=== MATERIAL TO PROCESS ===

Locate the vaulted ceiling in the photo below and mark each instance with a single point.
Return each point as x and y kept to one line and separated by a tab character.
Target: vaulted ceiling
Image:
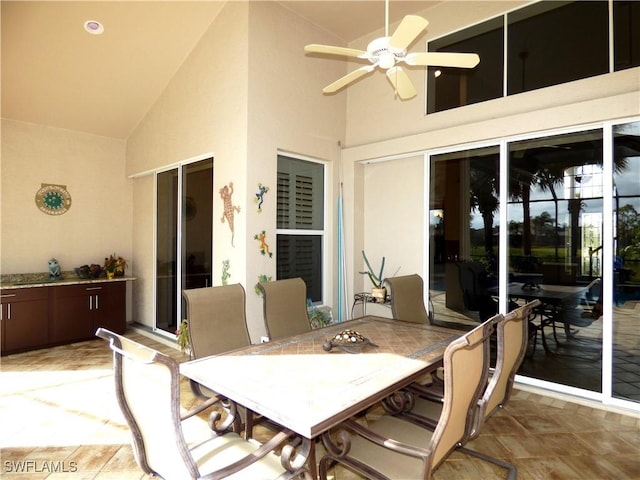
55	73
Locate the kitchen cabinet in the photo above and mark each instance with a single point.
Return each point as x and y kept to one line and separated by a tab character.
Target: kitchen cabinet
78	310
25	318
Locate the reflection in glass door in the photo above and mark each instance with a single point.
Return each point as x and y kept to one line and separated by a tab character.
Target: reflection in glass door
626	275
184	228
555	244
463	235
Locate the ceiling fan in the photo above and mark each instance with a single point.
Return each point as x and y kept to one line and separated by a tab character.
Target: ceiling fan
388	52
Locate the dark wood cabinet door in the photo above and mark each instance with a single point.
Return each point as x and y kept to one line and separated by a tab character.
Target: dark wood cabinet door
25	319
110	310
72	318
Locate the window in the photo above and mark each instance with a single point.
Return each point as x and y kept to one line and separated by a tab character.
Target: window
626	34
556	42
548	43
454	87
300	223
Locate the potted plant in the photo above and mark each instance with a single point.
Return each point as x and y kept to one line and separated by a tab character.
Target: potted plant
114	266
378	291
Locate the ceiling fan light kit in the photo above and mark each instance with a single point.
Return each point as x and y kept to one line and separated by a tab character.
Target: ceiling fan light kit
388	51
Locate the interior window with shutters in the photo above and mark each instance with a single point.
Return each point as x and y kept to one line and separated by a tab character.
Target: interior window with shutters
300	223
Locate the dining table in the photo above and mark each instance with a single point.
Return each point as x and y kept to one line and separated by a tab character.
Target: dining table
311	382
555	302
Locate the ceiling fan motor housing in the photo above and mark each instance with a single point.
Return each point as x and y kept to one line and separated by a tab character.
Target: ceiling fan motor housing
383	55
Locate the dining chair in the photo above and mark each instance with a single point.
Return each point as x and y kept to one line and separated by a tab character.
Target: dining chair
407	298
174	444
285	307
216	322
472	277
394	448
216	319
512	339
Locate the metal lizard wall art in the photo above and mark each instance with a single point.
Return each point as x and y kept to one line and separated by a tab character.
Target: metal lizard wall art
264	247
225	193
262	189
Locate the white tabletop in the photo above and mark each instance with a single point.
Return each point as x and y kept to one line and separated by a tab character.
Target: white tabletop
296	384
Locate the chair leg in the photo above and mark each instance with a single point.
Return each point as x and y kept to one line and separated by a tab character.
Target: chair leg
511	469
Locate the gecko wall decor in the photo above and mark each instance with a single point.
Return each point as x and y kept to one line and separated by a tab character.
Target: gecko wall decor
264	247
226	265
259	198
262	278
225	193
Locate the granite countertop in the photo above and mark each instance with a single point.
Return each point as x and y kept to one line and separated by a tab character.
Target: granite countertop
29	280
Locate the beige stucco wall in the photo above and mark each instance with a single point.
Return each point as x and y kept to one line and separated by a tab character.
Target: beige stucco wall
244	93
287	112
92	168
203	111
379	127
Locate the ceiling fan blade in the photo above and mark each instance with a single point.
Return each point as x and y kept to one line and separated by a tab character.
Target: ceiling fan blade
443	59
328	49
410	27
401	83
348	78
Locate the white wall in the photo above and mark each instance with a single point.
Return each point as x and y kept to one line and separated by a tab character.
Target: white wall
92	168
394	209
246	91
287	112
380	127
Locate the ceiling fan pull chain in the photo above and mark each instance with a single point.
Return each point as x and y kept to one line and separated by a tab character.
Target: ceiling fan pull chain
386	18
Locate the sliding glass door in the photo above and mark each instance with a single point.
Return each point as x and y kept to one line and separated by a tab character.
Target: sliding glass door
184	228
463	235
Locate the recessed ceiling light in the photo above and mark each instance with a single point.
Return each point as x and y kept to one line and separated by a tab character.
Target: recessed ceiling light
94	27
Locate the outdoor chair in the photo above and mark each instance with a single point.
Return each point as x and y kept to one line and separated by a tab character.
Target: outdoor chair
285	307
512	339
407	301
216	319
216	322
175	444
475	295
394	448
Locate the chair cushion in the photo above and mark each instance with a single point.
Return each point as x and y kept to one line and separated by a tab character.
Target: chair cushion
390	463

===

SHORT EXERCISE
Go through all of the entries above and replace every "tab character" with "comma", changing nothing else. Leave the pictures out.

WORKED SOLUTION
Locate the vaulted ceiling in the photo below and mark each instance with a single point.
Return each point as x and y kept to one line and separated by a comma.
Target: vaulted ceiling
Image:
55	73
Locate the kitchen cabinet in the photo above and mark each instance with a single point.
Return each point as x and y kept to one line and separated by a comma.
Target: kitchen cabinet
78	310
25	318
Locate the reflection in glass door in the photo above and mark each instance with a single point.
Return each point as x and y kept to one line and separated by a comma.
Target: reflection in glass door
626	275
184	228
555	244
463	235
Locate the ceiling fan in the photo above and mark each instance with a single point.
Return each point as x and y kept to one line and separated by a comma.
Target: ceiling fan
388	52
Locate the dark wood cabinet door in the photo above and mark each instance with a single point.
Return each point as x and y kept to one line and separated by a comma.
Target: dark wood cabinet door
25	319
110	310
72	318
Locate the window in the photo above and mark each instance with a single point.
Return each point as x and y kept to one line and separated by a comma.
Target: window
626	34
556	42
548	43
454	87
300	223
Locate the potted plant in the photo above and mark each instance with a single point.
Return each point as x and y kept to one line and separated by a comma.
Target: potted plant
114	266
378	291
Locate the ceiling fan light kit in the photo above and mark each instance with a single point.
Return each point as x and y kept to one line and separated by a comma.
Target: ceiling fan light kit
388	51
Locate the interior window with shutters in the photo above and mark each instance with a single point.
Return each point as x and y kept to one line and separated by a comma.
Target: interior window with shutters
300	223
Locate the dining table in the photo above and mark each instance with a single point.
Return each point as x and y kept to one line and separated by a comma.
Target: dining table
311	382
555	302
Locate the ceiling fan motor housing in the photo above and mark each instance with a single point.
Return each point as x and y kept to one line and separated by a comma.
Target: ceiling fan motor housing
383	55
Locate the dining chair in the photo above and mark each instance with a single point.
Return each point as x and y kept to one line and separated by a comma.
Target: dining chair
407	298
174	444
285	307
216	322
472	277
394	448
216	319
512	339
Locate the metal lizard wall art in the photo above and mark each instance with a single point.
Return each point as x and y kept to one line and separated by a comma.
Target: metal lizard wall art
264	247
225	193
262	189
Locate the white tabletop in the photo above and mark each instance with a single point.
Return each point as x and y kept to one line and separated by a comma.
Target: white tabletop
296	384
Locate the chair leg in the photo above and mark each instance with a single point.
Return each point as x and y kept to one line and separated by a comma.
Target: chair leg
511	469
Locate the gecko wall decor in the photo above and mark each instance with a single point.
Return each point as x and y kept to one line and separated by a comma.
Target: gecko wall decor
264	247
226	265
259	198
262	278
225	193
Locate the granite countertop in the photo above and mark each instance with a single point.
Return each point as x and y kept to one line and separated by a comma.
Target: granite countertop
29	280
Locate the beige stucco wall in the photo above and mark each instance with a single point.
Return each point as x and y kept to one line and separated by a comma.
Target: beige stucco wall
244	93
287	112
92	168
203	111
379	127
Locate the ceiling fan blade in the photo above and mark each instance with a single point.
Return each point as x and y kept to one line and separated by a comma.
Target: ceiling fan blade
443	59
328	49
410	27
401	83
348	78
Locate the white wall in the photo above and mark each instance with a single point.
Return each point as x and y kept to one line and separated by a comma.
Target: white wall
92	168
394	209
246	91
287	112
380	127
Locate the ceiling fan pull chain in the photo above and mark each instance with a single point.
Return each point as x and y kept to one line and separated by a comma.
Target: ceiling fan pull chain
386	18
Locate the sliding glass door in the photo above and mark each instance with a single point.
Return each point as x and y kept to one line and separated by a comma.
Target: sliding glass door
184	228
463	235
Locate the recessed ceiling light in the photo above and mark each instance with a single point.
Return each point as x and y kept to one line and separated by a comma.
Target: recessed ceiling light
94	27
Locate the outdoor chair in the photo above and mark each instance with a single point.
Return each point as x and y kept to one line and separated by a comma.
Target: outdoor chair
285	307
512	339
407	301
216	319
216	322
175	444
475	295
394	448
Locate the chair cushion in the photo above and mark each instance with a single point.
Return each point as x and y kept to one line and separated by a comma.
Target: chair cushion
390	463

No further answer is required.